(Source data)
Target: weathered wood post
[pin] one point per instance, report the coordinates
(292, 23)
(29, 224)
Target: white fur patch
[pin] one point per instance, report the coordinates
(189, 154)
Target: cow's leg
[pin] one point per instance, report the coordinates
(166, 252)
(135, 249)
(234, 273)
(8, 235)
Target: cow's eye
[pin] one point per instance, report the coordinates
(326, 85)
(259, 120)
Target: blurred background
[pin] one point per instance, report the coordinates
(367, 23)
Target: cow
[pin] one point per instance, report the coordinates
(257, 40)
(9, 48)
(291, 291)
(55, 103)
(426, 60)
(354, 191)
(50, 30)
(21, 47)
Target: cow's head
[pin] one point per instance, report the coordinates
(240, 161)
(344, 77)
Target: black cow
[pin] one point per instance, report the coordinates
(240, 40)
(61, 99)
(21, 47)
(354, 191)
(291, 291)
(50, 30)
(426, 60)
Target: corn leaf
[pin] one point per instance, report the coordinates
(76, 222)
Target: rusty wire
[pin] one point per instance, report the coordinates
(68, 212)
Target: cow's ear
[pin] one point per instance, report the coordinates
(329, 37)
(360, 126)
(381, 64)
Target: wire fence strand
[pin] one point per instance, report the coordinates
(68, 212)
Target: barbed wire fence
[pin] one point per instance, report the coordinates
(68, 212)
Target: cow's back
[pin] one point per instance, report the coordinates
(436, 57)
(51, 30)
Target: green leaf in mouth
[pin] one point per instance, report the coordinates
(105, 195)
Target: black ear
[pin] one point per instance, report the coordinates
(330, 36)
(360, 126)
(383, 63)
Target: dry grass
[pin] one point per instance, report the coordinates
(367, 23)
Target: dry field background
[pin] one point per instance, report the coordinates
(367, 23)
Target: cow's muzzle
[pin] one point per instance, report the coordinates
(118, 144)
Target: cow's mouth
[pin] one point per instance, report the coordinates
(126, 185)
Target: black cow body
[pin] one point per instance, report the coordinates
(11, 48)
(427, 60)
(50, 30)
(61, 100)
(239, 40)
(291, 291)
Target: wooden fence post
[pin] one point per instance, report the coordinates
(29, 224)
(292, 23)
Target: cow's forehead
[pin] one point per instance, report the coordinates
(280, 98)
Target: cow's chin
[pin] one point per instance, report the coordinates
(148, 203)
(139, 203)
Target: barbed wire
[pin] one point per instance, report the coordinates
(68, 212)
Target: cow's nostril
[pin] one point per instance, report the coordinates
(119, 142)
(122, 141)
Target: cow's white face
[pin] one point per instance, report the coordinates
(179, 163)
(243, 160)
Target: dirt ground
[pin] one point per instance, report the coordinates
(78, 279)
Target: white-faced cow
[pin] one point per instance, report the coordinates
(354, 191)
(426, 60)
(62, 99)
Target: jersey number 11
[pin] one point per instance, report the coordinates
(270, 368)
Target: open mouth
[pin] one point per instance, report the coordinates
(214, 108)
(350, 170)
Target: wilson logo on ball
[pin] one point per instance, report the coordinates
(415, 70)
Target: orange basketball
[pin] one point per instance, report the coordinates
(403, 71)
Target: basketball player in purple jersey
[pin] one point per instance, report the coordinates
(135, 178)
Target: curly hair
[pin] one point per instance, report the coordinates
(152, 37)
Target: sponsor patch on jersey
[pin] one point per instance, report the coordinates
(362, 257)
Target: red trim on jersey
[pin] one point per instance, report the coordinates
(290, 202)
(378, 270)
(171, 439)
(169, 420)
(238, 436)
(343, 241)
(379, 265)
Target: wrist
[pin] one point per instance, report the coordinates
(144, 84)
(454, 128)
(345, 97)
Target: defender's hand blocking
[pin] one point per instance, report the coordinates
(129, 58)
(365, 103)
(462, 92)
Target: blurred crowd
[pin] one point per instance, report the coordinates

Requirement:
Print the records above exactly. Omit nothing.

Answer section:
Target: weathered wood post
[pin] one point per instance, report the coordinates
(292, 23)
(29, 224)
Target: white fur patch
[pin] one point per instance, report the coordinates
(189, 154)
Target: cow's leg
[pin] one point per instance, report the coordinates
(166, 252)
(135, 249)
(234, 273)
(8, 235)
Target: cow's eye
[pin] one point per instance, report the coordinates
(326, 85)
(259, 120)
Target: blurred background
[pin] one point per instance, report the coordinates
(367, 23)
Target: cow
[pin] one point per instance, report the coordinates
(257, 40)
(9, 48)
(291, 291)
(55, 103)
(426, 60)
(354, 191)
(50, 30)
(21, 47)
Target: cow's head
[pin] one point per instance, report the coordinates
(240, 161)
(344, 77)
Target: black cow
[pin] one point per instance, report the coordinates
(240, 40)
(61, 99)
(21, 47)
(354, 191)
(291, 291)
(50, 30)
(426, 60)
Target: corn leaf
[pin] one point per instance, report the coordinates
(76, 222)
Target: rusty wire
[pin] one point per instance, report the coordinates
(68, 212)
Target: cow's ear
[pin] one point per instance, report the coordinates
(329, 37)
(360, 126)
(381, 64)
Target: wire fence strand
[pin] one point per instance, report the coordinates
(68, 212)
Target: barbed wire fence
[pin] one point per instance, report the coordinates
(68, 212)
Target: cow's back
[pin] one point per instance, report the coordinates
(436, 57)
(51, 30)
Target: green leaf in mouth
[pin] one point per instance, report the coordinates
(105, 195)
Target: black ear
[pin] one point per instance, report the coordinates
(330, 36)
(360, 126)
(383, 63)
Target: dry grass
[pin] one point per instance, report the coordinates
(367, 23)
Target: dry field background
[pin] one point per instance, report the coordinates
(367, 23)
Target: cow's muzzle
[pin] one point per instance, report the coordinates
(118, 144)
Target: cow's mouth
[pin] one point per instance, report the coordinates
(126, 185)
Target: black cow body
[pin] one point per instance, report the coordinates
(11, 48)
(427, 60)
(50, 30)
(61, 100)
(239, 40)
(291, 291)
Target: wooden fence post
[pin] one point per instance, report the coordinates
(29, 224)
(292, 23)
Target: cow's forehead
[pin] one point per instance, report the coordinates
(280, 98)
Target: cow's chin
[pin] one point per instance, report the coordinates
(148, 203)
(139, 203)
Target: barbed wire
[pin] one point per instance, report the coordinates
(68, 212)
Target: cow's nostril
[pin] one point per instance, report the coordinates
(119, 142)
(122, 141)
Target: cow's white face
[pin] one point per instance, report the coordinates
(179, 163)
(243, 160)
Target: dirt ground
[pin] one point per instance, report the coordinates
(78, 279)
Target: white-faced cow
[pin] one point per instance, report the coordinates
(354, 191)
(426, 60)
(62, 99)
Target: jersey number 11
[pin] one point per instance, report the coordinates
(270, 368)
Target: open mouth
[pin] one point per instance, report the coordinates
(214, 108)
(350, 170)
Target: wilson logo on ball
[pin] one point per instance, report the coordinates
(415, 70)
Target: orange basketball
[pin] one point per instance, report the coordinates
(403, 71)
Target: basketball player in purple jersey
[pin] one point per instance, report the coordinates
(135, 178)
Target: curly hair
[pin] one point per instance, report the coordinates
(152, 37)
Target: sponsor patch on jersey
[pin] one point per instance, report the coordinates
(362, 257)
Target: red trim on jersey
[pin] one point per instance, report the coordinates
(290, 202)
(378, 270)
(171, 439)
(169, 420)
(238, 436)
(343, 241)
(379, 265)
Target: wrist
[pin] one point per instance, report the coordinates
(144, 84)
(454, 128)
(345, 97)
Target: defender's hand blocking
[pin] one point per instance, report the coordinates
(129, 58)
(365, 103)
(462, 92)
Target: blurred crowd
[pin] one point per instance, report the coordinates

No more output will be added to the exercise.